Exercise brief: Can you rewrite all the lines below as a numbered list, skipping any blank lines and leaving the pictures out?

-- Start --

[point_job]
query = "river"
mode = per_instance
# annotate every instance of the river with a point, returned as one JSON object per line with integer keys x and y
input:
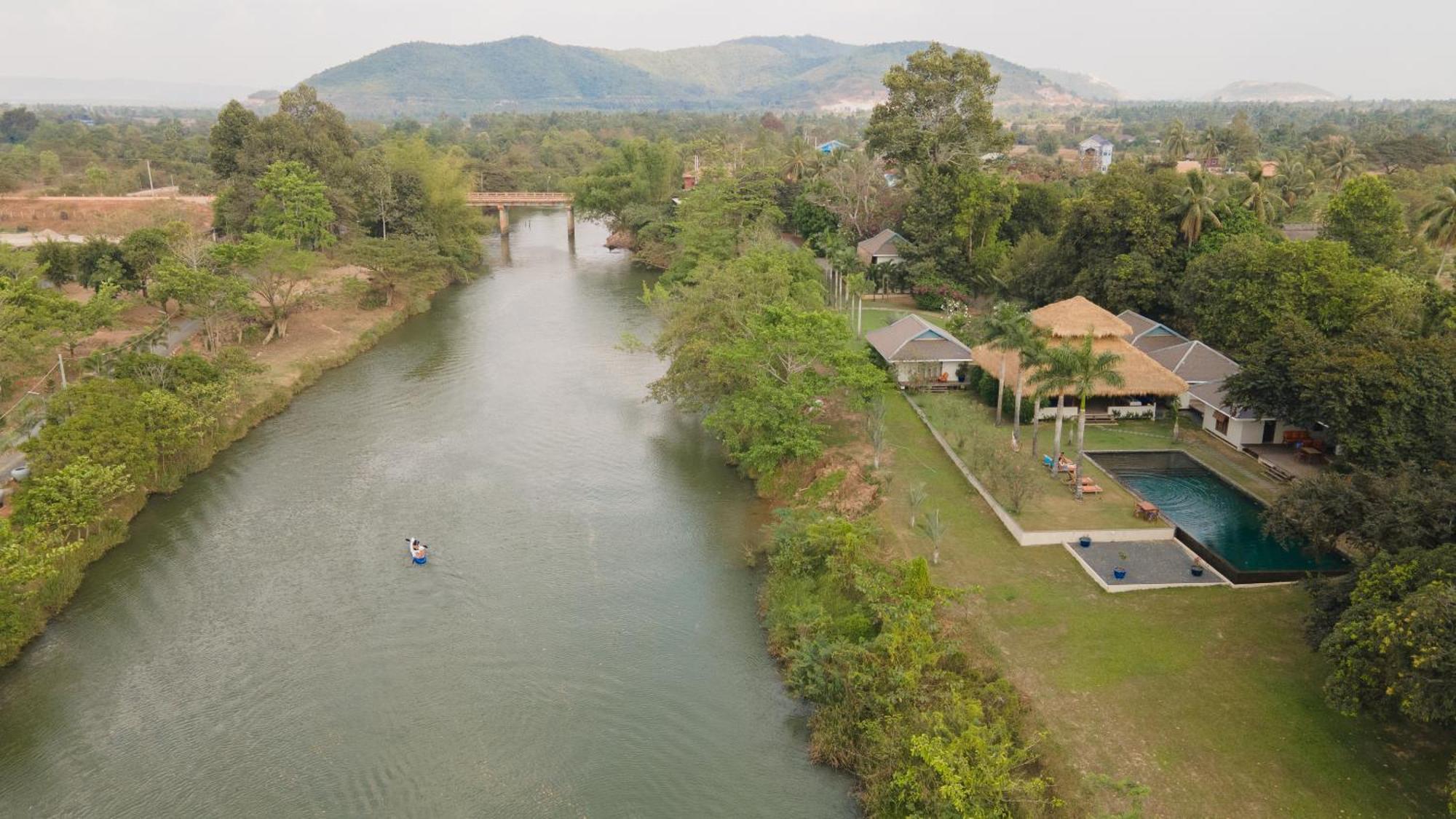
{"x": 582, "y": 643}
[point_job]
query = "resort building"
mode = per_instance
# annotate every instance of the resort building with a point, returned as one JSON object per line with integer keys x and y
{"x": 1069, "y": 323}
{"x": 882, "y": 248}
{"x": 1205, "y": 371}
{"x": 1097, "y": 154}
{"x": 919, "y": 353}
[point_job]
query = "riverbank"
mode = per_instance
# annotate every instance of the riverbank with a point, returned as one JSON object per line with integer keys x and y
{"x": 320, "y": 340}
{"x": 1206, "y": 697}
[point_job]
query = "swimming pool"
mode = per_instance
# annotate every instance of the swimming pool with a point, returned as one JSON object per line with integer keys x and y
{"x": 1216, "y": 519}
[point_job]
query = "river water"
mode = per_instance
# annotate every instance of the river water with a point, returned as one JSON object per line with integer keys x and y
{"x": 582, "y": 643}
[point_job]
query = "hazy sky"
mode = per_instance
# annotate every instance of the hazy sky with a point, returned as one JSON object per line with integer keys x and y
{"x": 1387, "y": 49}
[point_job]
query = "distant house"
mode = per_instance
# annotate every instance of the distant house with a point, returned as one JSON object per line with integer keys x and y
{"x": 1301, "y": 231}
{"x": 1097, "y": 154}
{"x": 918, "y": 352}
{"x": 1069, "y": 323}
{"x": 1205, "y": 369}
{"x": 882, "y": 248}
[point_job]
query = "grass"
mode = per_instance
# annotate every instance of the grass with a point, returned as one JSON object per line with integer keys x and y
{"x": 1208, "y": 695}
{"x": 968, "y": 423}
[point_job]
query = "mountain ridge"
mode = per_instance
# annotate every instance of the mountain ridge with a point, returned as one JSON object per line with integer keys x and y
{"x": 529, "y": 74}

-- End --

Task output:
1. [point_job]
2. query = "river"
3. mode = per_instance
4. # annotate every instance of the river with a point, returned as one JSON object per line with integer keys x and y
5. input:
6. {"x": 582, "y": 643}
7. [point_job]
8. query = "resort building"
9. mode = per_instance
10. # annotate every instance of the resort building with a point, returned as one JSON object per line with integer keys x and y
11. {"x": 1069, "y": 323}
12. {"x": 882, "y": 248}
13. {"x": 1205, "y": 371}
14. {"x": 1097, "y": 154}
15. {"x": 919, "y": 353}
16. [point_job]
17. query = "riverbank"
18. mode = per_instance
19. # annotate every instance of the riverbank with a point, returned as one JSON object per line with integer keys x and y
20. {"x": 320, "y": 340}
21. {"x": 1206, "y": 697}
22. [point_job]
23. query = "swimming pool"
24. mode = per_instance
25. # annotate every instance of the swimming pool with a point, returned as one JSON object per line with integer keys x and y
26. {"x": 1216, "y": 519}
27. [point_job]
28. query = "river water"
29. mode = per_instance
30. # annotate every instance of the river water with a point, returned as one JSON object per line with integer keys x and y
31. {"x": 582, "y": 643}
32. [point_job]
33. query = "hazy sky"
34. mode = per_instance
35. # annotate every instance of the hazy sky with a point, returned as one JSON object per line with integer keys x and y
36. {"x": 1387, "y": 49}
37. [point_job]
38. query = "distant house"
39. mode = per_instance
40. # annotate every instance of the distant house with a point, returned as one JSON object per line with integer keys x and y
41. {"x": 1301, "y": 231}
42. {"x": 1097, "y": 154}
43. {"x": 918, "y": 352}
44. {"x": 1069, "y": 323}
45. {"x": 1205, "y": 369}
46. {"x": 882, "y": 248}
47. [point_job]
48. query = "grass"
49. mode = per_instance
50. # annotate every instance of the grass with a point, returned as one JSON object per line with integer keys x and y
51. {"x": 1208, "y": 695}
52. {"x": 968, "y": 423}
53. [point_job]
54. query = "mountain ridge"
55. mode = per_instance
56. # annotate every instance of the mountain ridge with a point, returned as one JSON object per line with integer keys x and y
57. {"x": 529, "y": 74}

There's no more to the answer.